───── Passage for review ─────

Ghost Stories is a one-act horror play written by Jeremy Dyson and Andy Nyman.

Production 
The play was conceived after Nyman walked past the theatre which had hosted The Woman in Black for over 30 years, and he realised there hadn't been a horror play produced since that time. He contacted his childhood friend Jeremy Dyson with the idea of a new horror play like The Vagina Monologues, with three narrators on stage telling ghost stories. The two were commissioned by Sean Holmes, the newly appointed artistic director the Lyric Hammersmith theatre in London, to write the play.

It premiered at the Liverpool Playhouse in February 2010 before being transferred for a longer run at the Lyric Hammersmith in London. It then transferred to the Duke of York's Theatre in the West End where it played from June 2010 to July 2011. The show re-opened at the Arts Theatre in February 2014 and ran until March 2015. In 2015, the show was produced at the Sydney Opera House before going on an Australian National Tour concluding at the State Theatre Centre of Western Australia in October 2016. The play was also performed in Canada (2011), Russia (2012), Peru (2015), China (2018), Finland (2018) and The Netherlands (2019).

In April 2019, the original creative team came together again to stage the production for an extended run at the Lyric Hammersmith, marking the end of co-director Holmes' tenure at the theatre. The production transferred to the Ambassadors Theatre form 4 October to 4 January 2020 before embarking on a UK tour from January 2020 at The Alexandra, Birmingham. On 27 March 2020 it was announced the remainder of the tour had been cancelled due to the COVID-19 pandemic.

───── Source data ─────

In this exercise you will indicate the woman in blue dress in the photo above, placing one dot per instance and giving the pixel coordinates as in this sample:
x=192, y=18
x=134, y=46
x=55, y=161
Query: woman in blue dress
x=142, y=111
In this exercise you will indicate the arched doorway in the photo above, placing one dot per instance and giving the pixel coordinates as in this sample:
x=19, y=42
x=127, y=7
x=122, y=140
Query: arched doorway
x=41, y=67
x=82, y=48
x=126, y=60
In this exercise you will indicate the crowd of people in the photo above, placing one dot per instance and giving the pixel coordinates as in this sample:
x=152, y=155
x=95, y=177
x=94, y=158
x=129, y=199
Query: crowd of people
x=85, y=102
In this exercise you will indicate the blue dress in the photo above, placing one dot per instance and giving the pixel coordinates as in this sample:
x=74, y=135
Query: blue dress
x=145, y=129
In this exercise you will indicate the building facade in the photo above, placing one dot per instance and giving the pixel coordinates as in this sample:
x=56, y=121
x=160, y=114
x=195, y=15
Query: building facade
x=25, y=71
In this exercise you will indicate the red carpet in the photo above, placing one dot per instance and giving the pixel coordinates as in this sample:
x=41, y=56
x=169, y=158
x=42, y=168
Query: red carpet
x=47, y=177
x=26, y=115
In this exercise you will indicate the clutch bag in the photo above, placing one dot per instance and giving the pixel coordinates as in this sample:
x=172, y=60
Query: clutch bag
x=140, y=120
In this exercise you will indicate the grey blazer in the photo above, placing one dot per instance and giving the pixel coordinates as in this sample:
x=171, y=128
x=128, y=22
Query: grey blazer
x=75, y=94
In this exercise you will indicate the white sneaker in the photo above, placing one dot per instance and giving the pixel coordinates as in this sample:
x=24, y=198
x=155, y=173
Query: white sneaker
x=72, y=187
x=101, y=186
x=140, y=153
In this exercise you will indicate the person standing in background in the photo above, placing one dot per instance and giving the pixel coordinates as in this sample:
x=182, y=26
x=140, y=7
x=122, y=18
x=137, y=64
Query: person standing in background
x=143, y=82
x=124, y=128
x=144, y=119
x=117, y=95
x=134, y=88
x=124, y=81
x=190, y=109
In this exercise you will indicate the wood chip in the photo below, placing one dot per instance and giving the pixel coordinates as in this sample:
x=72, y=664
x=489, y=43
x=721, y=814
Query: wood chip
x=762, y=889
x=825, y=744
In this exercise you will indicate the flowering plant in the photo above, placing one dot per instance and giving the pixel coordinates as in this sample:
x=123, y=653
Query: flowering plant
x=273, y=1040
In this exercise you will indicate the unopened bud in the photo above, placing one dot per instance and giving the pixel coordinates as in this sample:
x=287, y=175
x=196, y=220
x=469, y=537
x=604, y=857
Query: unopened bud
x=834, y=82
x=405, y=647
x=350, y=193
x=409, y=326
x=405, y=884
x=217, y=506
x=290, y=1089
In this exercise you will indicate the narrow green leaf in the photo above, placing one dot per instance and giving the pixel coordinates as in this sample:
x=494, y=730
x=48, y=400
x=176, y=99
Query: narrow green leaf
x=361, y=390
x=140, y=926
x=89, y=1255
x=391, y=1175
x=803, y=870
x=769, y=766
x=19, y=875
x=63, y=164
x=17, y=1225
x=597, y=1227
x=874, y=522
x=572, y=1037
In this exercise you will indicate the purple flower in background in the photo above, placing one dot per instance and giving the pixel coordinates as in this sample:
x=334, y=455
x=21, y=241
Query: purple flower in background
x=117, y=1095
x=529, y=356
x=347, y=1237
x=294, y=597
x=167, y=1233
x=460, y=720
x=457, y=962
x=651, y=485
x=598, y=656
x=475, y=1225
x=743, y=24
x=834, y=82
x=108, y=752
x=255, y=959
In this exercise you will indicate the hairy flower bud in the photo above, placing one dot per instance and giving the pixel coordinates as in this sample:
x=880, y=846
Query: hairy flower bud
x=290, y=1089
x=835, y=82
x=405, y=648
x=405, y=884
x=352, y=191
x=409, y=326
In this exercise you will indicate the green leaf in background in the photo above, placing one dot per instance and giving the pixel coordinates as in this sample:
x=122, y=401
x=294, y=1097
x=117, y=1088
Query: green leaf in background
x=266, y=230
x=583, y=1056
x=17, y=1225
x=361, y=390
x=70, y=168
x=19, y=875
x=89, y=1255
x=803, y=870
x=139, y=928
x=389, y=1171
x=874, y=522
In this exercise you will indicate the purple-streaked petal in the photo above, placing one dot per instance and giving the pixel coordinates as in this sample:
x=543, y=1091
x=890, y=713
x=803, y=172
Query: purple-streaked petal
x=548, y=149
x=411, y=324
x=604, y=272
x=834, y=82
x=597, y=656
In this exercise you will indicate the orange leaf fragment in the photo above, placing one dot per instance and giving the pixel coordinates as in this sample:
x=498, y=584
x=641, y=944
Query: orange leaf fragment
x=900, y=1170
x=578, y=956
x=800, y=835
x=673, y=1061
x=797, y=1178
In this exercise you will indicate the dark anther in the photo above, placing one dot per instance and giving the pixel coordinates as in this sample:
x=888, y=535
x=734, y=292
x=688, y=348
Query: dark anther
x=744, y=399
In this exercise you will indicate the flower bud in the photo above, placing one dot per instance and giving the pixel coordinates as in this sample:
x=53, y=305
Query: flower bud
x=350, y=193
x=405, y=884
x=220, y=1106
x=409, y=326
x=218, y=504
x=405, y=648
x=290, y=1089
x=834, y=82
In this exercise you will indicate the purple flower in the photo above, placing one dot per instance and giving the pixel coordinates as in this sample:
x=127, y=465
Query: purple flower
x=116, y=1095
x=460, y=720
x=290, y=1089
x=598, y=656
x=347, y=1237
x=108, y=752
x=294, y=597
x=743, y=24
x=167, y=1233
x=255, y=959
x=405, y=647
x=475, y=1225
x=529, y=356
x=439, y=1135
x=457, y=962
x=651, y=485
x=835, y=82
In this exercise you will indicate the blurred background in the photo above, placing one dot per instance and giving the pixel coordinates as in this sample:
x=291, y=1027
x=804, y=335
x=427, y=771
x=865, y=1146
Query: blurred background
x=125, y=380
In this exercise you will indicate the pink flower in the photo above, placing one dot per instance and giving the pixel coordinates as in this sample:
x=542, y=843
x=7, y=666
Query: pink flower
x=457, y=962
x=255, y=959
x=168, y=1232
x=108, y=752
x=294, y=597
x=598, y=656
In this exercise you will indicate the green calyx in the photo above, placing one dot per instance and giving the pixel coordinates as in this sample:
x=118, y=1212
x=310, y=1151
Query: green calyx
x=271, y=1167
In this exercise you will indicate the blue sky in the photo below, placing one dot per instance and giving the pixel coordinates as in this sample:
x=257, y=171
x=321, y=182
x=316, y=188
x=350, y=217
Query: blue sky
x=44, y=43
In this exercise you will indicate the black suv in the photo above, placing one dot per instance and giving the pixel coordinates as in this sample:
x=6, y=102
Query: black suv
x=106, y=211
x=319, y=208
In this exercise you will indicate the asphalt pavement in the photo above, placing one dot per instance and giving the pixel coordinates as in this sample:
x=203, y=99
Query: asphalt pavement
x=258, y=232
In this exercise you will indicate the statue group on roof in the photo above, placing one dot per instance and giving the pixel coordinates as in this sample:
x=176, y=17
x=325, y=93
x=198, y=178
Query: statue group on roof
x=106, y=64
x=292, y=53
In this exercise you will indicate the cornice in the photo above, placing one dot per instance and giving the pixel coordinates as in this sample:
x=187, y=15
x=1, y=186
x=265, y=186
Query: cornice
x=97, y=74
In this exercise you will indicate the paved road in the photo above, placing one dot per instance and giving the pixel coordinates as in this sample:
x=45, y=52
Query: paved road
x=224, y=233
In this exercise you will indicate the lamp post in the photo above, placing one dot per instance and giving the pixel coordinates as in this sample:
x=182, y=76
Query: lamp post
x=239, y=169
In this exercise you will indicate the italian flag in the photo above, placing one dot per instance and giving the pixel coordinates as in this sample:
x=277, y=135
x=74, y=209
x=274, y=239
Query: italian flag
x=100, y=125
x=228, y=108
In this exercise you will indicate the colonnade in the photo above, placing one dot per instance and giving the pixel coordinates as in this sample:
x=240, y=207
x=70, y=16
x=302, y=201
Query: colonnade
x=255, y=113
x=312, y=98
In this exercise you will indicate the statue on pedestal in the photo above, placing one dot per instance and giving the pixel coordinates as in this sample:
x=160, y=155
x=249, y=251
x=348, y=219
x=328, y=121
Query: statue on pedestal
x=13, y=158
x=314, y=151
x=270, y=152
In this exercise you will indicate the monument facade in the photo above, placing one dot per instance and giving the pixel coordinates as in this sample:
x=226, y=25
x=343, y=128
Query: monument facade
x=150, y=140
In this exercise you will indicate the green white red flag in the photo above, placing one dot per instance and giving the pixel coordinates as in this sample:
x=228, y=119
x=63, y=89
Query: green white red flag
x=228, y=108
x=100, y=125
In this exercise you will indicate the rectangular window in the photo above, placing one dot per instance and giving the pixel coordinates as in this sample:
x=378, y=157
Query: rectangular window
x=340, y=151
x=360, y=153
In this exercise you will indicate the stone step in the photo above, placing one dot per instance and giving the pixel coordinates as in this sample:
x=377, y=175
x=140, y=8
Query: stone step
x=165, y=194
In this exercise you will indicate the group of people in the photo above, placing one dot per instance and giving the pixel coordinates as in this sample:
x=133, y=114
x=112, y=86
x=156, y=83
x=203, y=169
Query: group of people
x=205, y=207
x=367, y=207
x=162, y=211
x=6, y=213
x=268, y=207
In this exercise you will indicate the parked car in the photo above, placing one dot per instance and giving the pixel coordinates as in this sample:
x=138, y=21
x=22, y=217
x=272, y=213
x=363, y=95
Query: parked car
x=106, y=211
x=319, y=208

─────

Copy out the full text about the play Ghost Stories, word for word. The listing stands apart from the text about the play Ghost Stories.

Result of the task -
Ghost Stories is a one-act horror play written by Jeremy Dyson and Andy Nyman.

Production 
The play was conceived after Nyman walked past the theatre which had hosted The Woman in Black for over 30 years, and he realised there hadn't been a horror play produced since that time. He contacted his childhood friend Jeremy Dyson with the idea of a new horror play like The Vagina Monologues, with three narrators on stage telling ghost stories. The two were commissioned by Sean Holmes, the newly appointed artistic director the Lyric Hammersmith theatre in London, to write the play.

It premiered at the Liverpool Playhouse in February 2010 before being transferred for a longer run at the Lyric Hammersmith in London. It then transferred to the Duke of York's Theatre in the West End where it played from June 2010 to July 2011. The show re-opened at the Arts Theatre in February 2014 and ran until March 2015. In 2015, the show was produced at the Sydney Opera House before going on an Australian National Tour concluding at the State Theatre Centre of Western Australia in October 2016. The play was also performed in Canada (2011), Russia (2012), Peru (2015), China (2018), Finland (2018) and The Netherlands (2019).

In April 2019, the original creative team came together again to stage the production for an extended run at the Lyric Hammersmith, marking the end of co-director Holmes' tenure at the theatre. The production transferred to the Ambassadors Theatre form 4 October to 4 January 2020 before embarking on a UK tour from January 2020 at The Alexandra, Birmingham. On 27 March 2020 it was announced the remainder of the tour had been cancelled due to the COVID-19 pandemic.